Take the entries starting with the line containing "Can you find the stone wall?" and going on through the line containing "point(75, 211)", and write them out again with "stone wall" changed to "brick wall" and nothing else altered.

- **Given records**
#####

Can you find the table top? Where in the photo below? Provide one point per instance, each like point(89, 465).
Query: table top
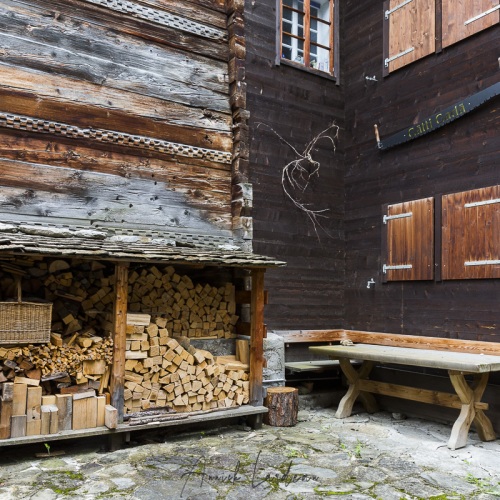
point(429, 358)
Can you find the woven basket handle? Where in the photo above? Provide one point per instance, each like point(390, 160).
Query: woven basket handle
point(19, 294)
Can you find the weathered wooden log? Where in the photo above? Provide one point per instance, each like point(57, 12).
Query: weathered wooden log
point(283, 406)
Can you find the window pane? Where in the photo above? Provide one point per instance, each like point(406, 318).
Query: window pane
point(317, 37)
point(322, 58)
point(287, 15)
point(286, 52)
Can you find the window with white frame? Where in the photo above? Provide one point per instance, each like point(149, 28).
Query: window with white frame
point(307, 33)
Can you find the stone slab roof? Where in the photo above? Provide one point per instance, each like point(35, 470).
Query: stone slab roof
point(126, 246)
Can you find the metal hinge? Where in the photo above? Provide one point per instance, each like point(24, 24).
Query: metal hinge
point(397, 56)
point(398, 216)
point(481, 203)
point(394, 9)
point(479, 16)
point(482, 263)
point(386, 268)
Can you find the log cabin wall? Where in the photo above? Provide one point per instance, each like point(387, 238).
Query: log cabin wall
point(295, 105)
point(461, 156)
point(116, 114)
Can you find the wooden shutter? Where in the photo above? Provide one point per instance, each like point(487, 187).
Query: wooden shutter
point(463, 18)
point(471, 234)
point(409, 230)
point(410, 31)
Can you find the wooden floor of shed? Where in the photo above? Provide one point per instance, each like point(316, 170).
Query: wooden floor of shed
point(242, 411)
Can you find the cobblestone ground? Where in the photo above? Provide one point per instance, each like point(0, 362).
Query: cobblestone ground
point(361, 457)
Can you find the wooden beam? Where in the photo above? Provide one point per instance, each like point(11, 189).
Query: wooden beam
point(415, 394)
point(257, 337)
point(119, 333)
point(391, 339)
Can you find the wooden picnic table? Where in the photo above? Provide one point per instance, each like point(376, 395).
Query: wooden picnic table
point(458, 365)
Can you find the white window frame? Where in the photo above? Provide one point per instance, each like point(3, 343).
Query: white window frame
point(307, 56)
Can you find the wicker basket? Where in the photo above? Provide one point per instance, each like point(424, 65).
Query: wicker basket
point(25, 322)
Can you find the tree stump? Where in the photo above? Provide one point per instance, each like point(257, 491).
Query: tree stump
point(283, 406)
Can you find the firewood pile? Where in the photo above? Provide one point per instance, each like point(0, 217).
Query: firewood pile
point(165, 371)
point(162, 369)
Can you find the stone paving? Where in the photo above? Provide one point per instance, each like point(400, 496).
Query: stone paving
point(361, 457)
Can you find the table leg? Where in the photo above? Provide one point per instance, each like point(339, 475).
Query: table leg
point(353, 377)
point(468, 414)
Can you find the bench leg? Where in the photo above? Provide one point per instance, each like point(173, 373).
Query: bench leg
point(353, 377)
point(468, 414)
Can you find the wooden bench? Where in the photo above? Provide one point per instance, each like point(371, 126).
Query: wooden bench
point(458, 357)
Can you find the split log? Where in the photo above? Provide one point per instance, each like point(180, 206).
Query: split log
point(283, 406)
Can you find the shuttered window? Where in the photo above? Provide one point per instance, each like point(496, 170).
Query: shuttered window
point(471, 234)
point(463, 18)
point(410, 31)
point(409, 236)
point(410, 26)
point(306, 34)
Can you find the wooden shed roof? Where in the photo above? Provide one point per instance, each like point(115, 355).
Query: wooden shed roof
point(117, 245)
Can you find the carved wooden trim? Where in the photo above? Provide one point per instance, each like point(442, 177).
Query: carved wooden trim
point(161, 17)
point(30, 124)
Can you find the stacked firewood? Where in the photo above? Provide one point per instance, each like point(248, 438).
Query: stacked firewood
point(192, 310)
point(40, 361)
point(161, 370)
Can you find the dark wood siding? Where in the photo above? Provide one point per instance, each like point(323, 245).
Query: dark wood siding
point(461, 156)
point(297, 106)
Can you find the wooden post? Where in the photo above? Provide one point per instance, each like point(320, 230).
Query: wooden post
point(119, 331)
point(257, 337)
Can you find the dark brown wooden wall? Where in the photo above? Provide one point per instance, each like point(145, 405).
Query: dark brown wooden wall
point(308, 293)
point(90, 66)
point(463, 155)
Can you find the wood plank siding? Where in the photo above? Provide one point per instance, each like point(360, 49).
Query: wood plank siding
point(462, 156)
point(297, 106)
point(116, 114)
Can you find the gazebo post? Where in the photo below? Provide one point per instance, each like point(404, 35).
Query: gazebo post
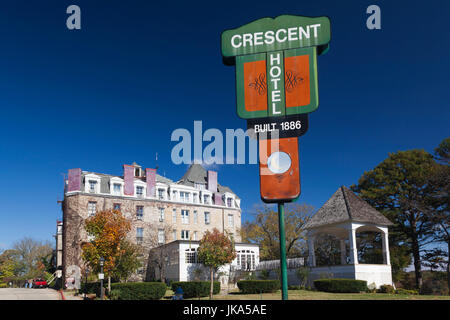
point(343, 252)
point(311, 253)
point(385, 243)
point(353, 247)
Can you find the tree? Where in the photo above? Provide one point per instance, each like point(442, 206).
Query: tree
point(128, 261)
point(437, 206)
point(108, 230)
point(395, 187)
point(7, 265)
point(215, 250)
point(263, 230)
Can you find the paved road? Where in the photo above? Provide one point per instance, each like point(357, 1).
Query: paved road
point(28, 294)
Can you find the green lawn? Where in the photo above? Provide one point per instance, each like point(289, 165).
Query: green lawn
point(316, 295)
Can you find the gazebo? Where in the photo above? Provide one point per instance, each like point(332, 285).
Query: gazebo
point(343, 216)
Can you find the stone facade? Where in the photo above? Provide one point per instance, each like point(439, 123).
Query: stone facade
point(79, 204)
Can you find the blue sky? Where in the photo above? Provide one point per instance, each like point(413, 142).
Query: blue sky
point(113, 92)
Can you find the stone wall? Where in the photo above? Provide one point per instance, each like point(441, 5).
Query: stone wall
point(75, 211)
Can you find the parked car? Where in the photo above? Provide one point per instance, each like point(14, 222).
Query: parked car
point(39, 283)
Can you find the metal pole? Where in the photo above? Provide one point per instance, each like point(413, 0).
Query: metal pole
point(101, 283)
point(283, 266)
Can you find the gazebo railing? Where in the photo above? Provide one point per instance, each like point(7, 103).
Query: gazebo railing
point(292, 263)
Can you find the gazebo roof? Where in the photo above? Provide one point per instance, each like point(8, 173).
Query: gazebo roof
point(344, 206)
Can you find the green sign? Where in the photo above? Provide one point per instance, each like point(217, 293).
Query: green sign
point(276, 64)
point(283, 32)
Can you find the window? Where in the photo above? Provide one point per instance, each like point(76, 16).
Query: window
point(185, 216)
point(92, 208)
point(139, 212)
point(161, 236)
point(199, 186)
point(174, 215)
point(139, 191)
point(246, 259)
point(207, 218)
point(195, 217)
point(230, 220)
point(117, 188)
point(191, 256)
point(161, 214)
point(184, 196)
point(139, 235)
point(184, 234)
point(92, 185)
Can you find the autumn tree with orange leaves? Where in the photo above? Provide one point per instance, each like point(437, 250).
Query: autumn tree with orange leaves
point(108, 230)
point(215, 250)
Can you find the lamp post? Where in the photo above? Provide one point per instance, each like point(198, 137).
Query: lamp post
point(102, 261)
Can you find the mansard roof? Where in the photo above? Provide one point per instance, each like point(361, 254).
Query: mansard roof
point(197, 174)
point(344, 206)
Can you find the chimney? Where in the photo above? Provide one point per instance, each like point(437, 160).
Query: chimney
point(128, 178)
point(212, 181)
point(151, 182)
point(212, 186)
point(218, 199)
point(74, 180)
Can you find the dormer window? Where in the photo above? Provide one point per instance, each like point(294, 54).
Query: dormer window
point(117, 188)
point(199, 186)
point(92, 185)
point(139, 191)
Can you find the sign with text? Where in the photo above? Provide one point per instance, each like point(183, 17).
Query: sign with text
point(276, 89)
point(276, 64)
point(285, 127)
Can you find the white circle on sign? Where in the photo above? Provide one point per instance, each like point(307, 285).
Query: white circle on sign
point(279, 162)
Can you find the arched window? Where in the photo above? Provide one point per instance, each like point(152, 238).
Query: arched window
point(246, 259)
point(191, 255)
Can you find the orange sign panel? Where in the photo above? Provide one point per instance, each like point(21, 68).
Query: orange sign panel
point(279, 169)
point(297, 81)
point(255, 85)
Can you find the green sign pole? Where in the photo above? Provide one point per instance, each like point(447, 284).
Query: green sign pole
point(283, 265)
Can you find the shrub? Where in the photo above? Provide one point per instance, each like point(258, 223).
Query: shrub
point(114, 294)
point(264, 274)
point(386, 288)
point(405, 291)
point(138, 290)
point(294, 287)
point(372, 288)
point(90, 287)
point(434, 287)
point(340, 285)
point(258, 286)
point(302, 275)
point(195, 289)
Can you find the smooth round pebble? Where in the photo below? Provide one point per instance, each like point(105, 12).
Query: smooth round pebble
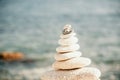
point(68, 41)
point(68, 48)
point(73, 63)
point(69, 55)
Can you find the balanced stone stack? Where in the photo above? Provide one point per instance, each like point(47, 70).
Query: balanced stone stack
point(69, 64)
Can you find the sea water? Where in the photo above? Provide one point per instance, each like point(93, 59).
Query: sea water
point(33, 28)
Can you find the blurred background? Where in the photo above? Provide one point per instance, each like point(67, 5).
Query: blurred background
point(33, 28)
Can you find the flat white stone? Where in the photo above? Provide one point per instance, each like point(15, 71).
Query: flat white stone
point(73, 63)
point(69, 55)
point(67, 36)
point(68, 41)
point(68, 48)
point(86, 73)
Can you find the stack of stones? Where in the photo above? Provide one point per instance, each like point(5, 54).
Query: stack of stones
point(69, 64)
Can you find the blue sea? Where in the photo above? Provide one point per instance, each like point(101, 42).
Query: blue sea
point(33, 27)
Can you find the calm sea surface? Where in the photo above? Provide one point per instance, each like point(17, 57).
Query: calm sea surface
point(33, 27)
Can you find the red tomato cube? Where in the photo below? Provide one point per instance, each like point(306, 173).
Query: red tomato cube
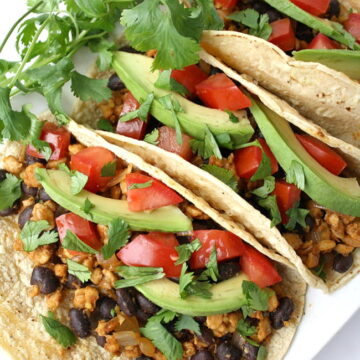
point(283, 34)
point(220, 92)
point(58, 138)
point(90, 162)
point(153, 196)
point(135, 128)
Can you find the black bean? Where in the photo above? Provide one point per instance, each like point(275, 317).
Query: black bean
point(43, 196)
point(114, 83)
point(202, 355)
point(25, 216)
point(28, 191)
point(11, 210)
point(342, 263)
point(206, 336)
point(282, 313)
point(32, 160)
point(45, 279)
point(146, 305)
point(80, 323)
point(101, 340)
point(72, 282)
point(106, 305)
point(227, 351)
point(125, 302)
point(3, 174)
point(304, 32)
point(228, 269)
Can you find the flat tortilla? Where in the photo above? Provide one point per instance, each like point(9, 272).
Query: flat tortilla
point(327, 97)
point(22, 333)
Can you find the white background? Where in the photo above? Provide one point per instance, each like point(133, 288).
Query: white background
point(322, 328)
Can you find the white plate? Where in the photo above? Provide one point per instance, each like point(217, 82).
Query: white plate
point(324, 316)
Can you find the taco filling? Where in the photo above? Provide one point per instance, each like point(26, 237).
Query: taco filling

#####

- **Full answer**
Can you find the brick wall? Where in the photo above? Provide one point per instance, each like point(441, 5).
Query: brick wall
point(75, 211)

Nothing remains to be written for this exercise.